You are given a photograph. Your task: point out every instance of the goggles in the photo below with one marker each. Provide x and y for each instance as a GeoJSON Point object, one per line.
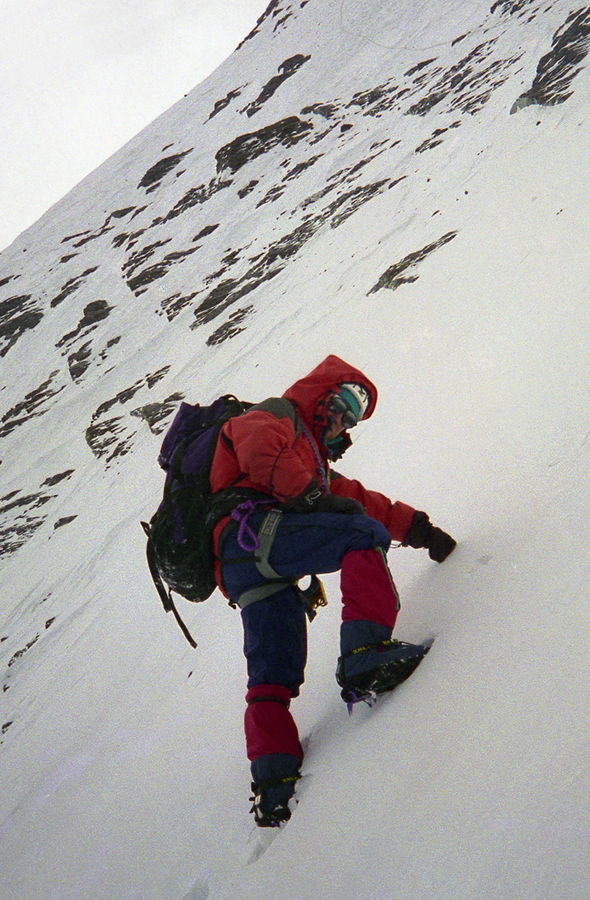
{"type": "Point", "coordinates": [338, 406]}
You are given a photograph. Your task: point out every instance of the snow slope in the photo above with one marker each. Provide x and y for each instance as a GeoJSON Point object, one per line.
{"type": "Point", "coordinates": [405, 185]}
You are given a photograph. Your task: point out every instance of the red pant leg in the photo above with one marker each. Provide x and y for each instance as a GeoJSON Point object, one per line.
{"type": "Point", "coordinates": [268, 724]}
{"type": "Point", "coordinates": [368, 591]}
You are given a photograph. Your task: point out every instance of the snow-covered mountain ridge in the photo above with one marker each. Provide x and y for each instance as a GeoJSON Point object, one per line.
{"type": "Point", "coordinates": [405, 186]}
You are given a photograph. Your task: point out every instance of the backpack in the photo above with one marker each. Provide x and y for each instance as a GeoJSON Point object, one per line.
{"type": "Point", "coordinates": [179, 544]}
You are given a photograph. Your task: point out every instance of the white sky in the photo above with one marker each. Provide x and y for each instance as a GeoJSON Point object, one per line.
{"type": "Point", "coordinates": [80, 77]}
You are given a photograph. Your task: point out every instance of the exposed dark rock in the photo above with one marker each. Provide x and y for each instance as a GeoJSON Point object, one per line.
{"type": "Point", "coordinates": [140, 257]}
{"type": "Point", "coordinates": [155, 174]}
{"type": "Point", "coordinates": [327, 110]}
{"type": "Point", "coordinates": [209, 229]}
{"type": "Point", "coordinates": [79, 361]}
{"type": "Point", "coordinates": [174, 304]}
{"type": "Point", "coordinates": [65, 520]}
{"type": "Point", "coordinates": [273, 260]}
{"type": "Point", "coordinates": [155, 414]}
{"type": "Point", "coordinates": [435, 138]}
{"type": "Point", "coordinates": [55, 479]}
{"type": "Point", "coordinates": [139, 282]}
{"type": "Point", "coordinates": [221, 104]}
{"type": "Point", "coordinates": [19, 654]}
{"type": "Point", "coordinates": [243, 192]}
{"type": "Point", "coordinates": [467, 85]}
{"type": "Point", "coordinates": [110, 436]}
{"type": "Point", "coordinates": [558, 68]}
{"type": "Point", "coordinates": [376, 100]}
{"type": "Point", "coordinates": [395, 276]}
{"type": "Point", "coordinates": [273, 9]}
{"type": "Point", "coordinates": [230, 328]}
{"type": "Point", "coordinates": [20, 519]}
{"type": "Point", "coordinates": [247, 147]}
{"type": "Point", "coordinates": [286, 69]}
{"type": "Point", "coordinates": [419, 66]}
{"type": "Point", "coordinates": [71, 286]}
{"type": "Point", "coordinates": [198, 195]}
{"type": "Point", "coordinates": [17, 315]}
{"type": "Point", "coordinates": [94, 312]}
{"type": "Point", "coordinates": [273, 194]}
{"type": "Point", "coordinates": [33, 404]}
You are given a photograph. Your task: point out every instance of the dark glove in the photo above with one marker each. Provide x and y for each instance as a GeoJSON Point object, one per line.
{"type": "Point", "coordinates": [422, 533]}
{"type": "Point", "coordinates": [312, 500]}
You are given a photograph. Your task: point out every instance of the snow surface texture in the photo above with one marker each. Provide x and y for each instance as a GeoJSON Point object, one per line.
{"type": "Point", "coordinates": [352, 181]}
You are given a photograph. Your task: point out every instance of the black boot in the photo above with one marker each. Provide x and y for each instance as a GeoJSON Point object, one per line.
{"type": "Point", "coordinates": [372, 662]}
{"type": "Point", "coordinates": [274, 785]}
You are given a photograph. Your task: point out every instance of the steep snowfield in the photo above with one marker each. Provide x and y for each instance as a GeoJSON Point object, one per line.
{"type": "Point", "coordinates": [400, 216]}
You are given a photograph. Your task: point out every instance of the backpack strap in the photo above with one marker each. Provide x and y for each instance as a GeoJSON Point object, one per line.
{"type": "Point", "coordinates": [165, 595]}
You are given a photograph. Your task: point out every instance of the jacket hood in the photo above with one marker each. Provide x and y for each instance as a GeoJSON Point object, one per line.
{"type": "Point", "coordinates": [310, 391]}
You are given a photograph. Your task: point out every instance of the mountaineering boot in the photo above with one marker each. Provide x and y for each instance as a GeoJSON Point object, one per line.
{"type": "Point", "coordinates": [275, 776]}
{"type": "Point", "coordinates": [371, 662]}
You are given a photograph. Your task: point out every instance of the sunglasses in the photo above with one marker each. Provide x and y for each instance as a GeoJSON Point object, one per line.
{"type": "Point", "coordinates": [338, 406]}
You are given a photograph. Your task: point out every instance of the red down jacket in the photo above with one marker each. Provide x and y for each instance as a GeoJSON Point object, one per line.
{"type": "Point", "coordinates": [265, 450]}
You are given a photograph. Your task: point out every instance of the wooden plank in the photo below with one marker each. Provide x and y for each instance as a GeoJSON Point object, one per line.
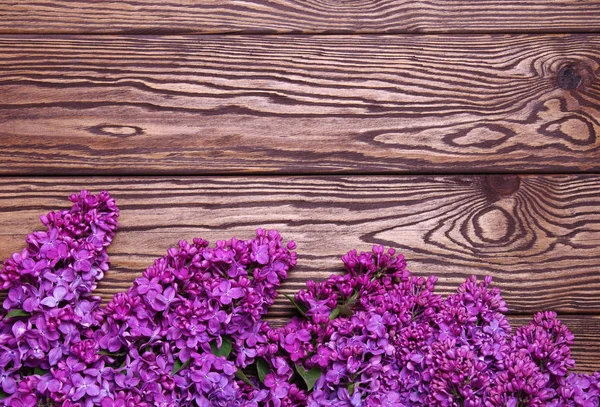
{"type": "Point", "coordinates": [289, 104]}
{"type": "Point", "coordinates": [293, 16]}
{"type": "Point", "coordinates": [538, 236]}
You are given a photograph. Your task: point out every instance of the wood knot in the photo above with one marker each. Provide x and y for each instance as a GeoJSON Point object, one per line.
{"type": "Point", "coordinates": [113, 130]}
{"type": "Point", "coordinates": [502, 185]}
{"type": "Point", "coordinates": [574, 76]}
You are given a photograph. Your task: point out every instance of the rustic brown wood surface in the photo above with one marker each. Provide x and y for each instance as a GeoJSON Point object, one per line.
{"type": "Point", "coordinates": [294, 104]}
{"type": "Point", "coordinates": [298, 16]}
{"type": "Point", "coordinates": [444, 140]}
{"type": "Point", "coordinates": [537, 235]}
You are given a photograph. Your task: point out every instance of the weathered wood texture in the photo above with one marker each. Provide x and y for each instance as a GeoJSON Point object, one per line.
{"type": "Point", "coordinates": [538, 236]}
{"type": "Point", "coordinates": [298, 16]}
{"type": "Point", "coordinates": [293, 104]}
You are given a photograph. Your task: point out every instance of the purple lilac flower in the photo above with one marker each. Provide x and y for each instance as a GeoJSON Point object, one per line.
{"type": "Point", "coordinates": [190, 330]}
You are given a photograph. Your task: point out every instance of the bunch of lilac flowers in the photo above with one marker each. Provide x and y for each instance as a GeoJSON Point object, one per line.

━━━━━━━━━━

### Exercise directions
Return, unchanged, each line from the line containing "of the rustic" through the last line of the material.

### Written answer
You are given a photograph. Your task: point out every instance of the rustic brown wood surface in the photo above with one marker each. Provide x and y for each instance as a GeoJSON Point object, one per line.
{"type": "Point", "coordinates": [294, 104]}
{"type": "Point", "coordinates": [298, 16]}
{"type": "Point", "coordinates": [444, 140]}
{"type": "Point", "coordinates": [537, 235]}
You are given a photograph. Your task: point out every instance of the weathered wood texture in the photo above with one marker each. Provide x and y for each instance as a GeoJSON Point object, one per line.
{"type": "Point", "coordinates": [538, 236]}
{"type": "Point", "coordinates": [298, 16]}
{"type": "Point", "coordinates": [293, 104]}
You are given a photograph. Your task: point out every instance of the purple lilac flower in the photo above with one marker each. Provide x and y for each instance as a GeoJSON Point object, one per line.
{"type": "Point", "coordinates": [190, 330]}
You are given a photograph. Your task: point out every instance of the bunch of lilac flowers in the photo above with one marker each. Provide x and y for each instance as a GeoJSON Point object, one per line.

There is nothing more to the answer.